[Pointing dataset entries]
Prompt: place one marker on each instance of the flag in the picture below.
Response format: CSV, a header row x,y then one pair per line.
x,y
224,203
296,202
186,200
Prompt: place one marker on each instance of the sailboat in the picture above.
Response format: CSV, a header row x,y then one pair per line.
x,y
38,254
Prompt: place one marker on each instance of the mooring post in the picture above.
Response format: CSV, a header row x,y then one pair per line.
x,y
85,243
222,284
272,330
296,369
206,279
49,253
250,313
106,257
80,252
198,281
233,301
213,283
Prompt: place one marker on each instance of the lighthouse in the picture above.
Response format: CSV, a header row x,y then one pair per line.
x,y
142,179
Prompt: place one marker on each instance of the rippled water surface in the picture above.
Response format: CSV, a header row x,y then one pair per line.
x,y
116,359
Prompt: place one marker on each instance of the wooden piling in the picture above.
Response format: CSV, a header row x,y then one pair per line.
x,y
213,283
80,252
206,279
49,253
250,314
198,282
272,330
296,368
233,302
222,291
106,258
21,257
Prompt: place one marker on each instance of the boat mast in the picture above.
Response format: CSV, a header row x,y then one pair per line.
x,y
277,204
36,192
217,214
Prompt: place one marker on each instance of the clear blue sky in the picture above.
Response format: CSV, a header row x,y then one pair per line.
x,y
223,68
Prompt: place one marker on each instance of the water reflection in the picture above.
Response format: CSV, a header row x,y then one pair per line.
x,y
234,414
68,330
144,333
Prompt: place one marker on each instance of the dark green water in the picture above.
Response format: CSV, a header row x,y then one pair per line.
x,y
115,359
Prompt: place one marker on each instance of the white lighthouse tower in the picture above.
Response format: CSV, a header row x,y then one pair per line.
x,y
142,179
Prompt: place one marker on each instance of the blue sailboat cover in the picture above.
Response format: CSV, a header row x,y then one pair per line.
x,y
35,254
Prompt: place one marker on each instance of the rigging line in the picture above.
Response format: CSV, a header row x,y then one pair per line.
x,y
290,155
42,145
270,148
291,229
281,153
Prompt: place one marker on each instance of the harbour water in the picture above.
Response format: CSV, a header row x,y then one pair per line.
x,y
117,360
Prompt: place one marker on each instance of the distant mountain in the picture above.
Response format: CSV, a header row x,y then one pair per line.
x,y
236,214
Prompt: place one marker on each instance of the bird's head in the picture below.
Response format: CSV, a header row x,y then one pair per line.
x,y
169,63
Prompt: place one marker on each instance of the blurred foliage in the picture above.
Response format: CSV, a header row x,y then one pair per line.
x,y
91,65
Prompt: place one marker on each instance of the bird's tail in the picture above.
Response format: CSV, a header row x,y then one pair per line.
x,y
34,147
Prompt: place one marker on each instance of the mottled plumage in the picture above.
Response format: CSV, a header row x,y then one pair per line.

Task statement – Recast as a numbered list the part of the entries above that opens with the line containing "Prompt: place one marker on each instance of the mottled" and runs through the final line of the entries, both ends included and blank lines omitted.

Output below –
1. Prompt: place one marker on each instance of the mottled plumage in the picture above.
2. Response format: CSV, a header row x,y then one pair per line.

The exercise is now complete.